YOUR OBJECTIVE - Pick out each row below that contains the string "trim" and copy it.

TASK INPUT -
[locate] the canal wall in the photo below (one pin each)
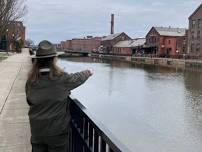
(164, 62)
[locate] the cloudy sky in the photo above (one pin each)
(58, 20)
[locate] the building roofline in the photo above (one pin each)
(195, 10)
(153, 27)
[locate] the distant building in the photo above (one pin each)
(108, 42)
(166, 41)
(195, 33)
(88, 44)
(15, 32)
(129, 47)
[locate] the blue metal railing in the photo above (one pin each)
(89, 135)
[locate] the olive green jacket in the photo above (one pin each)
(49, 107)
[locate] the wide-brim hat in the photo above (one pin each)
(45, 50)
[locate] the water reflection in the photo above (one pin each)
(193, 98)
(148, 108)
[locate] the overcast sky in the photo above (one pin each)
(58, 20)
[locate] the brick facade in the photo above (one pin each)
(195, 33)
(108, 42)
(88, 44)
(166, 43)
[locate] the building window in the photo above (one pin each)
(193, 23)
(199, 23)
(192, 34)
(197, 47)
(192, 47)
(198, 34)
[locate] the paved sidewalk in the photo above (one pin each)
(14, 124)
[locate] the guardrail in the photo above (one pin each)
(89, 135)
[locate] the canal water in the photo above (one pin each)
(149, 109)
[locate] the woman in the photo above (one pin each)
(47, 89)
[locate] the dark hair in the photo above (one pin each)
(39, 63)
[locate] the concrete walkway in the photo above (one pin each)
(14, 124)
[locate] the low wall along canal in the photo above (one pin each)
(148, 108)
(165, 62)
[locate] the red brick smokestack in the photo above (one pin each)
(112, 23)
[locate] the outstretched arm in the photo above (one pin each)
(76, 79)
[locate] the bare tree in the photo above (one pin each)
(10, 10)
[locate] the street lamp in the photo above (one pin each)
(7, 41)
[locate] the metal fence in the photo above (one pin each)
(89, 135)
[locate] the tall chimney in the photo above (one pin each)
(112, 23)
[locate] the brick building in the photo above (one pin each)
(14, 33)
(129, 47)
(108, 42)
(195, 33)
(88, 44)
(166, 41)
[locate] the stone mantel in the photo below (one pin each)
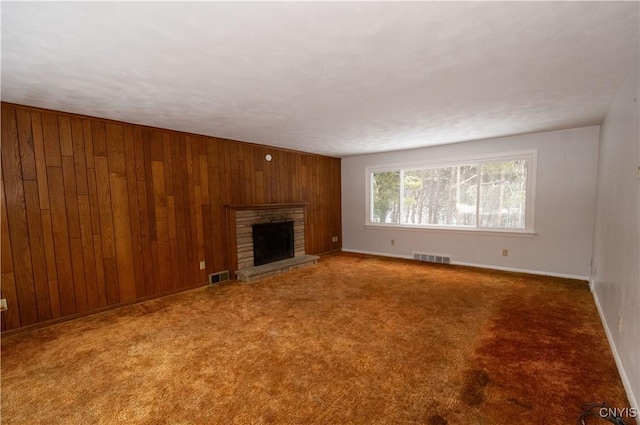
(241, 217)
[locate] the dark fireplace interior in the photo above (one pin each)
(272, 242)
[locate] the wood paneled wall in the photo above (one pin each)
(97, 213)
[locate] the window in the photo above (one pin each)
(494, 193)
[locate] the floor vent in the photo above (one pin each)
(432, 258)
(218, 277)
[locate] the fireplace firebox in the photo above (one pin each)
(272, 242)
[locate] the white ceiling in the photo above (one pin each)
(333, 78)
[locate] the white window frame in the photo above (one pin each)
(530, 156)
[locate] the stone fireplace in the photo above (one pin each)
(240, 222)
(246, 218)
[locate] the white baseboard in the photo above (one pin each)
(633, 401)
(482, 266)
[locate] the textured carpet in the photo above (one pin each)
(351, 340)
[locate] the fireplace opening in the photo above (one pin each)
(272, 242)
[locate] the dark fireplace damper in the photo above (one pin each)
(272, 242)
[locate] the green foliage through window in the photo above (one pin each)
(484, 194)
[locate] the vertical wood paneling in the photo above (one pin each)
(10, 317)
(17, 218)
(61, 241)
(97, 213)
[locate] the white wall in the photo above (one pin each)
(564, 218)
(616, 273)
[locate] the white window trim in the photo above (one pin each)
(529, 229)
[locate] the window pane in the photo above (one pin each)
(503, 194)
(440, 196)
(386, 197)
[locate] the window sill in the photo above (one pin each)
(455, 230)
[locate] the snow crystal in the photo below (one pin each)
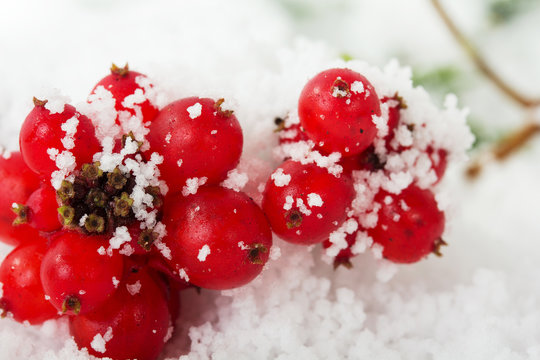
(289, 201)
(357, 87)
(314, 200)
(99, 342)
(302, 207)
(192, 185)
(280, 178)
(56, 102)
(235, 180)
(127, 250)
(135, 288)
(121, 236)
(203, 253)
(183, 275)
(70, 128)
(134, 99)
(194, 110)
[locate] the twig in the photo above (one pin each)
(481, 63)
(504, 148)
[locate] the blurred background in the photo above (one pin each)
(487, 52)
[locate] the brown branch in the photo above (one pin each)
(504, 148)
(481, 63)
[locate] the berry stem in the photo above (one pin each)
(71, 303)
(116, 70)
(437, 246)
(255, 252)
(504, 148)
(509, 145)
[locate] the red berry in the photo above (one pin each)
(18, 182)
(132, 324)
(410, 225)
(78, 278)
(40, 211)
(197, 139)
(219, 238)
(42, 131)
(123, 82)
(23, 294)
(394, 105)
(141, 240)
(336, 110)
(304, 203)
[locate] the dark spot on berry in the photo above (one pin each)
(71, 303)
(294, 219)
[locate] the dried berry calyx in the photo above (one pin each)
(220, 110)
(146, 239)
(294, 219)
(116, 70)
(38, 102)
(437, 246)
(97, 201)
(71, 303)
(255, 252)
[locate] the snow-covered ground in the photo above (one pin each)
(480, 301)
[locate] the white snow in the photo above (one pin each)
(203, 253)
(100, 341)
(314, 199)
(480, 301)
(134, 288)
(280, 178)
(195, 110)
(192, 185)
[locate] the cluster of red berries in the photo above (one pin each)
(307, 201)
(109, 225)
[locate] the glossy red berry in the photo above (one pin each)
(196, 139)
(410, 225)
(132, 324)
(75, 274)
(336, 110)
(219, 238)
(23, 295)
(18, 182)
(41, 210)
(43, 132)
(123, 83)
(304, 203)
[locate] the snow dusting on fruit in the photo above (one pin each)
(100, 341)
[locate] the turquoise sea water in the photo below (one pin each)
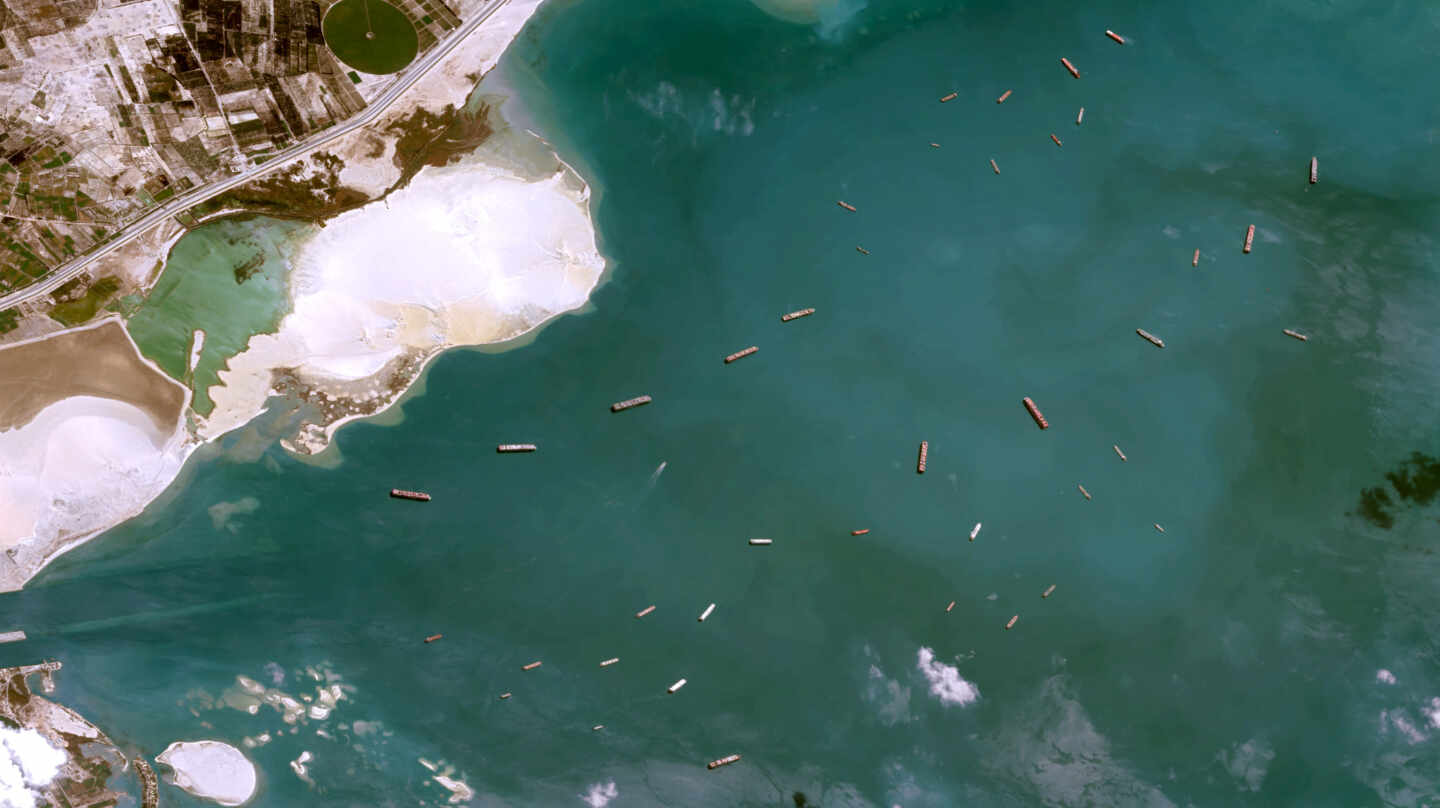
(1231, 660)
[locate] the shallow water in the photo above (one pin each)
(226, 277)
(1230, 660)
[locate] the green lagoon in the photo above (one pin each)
...
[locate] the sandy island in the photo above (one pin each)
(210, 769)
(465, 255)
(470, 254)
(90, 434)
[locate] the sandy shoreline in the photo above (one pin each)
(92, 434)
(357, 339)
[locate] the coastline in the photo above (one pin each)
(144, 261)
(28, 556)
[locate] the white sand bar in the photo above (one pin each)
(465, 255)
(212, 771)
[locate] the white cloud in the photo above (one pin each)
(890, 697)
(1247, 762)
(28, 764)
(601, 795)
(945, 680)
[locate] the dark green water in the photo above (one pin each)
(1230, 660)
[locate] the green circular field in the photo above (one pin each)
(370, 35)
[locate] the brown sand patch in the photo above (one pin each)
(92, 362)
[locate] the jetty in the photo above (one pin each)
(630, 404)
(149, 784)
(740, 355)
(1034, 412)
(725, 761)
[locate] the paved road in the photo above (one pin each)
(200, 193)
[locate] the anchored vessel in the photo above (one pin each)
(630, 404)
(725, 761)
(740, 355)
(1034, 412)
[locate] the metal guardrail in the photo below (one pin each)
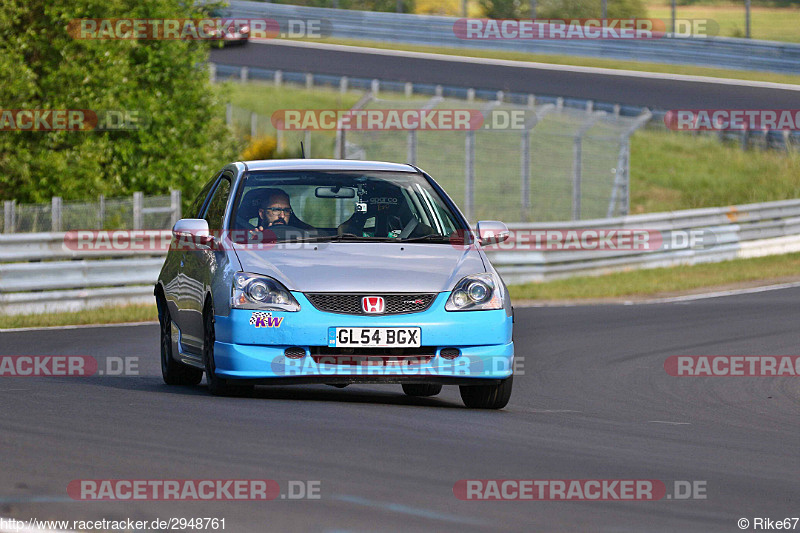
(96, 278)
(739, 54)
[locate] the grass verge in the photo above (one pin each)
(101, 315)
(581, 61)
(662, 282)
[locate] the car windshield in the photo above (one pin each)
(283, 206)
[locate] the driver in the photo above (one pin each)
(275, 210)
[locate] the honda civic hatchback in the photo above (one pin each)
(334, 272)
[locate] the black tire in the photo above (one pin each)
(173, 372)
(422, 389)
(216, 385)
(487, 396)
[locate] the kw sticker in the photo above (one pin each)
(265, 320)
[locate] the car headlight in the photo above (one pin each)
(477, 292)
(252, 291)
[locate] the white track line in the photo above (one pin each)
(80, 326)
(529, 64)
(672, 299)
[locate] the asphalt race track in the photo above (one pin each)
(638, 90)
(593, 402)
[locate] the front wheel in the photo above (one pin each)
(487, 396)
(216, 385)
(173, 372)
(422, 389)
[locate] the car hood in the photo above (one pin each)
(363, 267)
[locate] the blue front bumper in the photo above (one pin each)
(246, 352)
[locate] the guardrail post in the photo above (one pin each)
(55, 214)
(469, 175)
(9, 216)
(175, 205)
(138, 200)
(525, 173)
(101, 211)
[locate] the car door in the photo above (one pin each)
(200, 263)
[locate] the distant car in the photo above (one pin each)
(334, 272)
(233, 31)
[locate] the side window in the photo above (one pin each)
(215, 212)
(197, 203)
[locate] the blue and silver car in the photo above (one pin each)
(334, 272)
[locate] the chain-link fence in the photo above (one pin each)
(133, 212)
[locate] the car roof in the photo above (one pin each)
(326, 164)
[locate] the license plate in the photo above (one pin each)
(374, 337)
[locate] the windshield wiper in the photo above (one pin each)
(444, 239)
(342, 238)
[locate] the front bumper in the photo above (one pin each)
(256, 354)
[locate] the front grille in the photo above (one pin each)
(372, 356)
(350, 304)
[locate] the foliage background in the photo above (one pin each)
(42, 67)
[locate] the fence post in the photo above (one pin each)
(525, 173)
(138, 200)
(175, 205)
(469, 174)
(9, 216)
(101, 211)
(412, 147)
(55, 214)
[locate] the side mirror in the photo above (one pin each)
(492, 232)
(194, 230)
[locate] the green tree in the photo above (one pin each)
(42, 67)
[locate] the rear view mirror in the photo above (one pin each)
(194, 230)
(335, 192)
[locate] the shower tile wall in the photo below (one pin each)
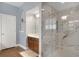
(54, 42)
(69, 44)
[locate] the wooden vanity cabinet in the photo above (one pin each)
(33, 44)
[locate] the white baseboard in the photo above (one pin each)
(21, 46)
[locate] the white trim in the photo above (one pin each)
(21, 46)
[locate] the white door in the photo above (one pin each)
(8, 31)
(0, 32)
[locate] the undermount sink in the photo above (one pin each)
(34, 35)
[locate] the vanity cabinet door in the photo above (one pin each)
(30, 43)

TASK SOLUTION -
[locate] the white window trim in the photo above (one pin each)
[locate] the white trim in the photo above (one pin each)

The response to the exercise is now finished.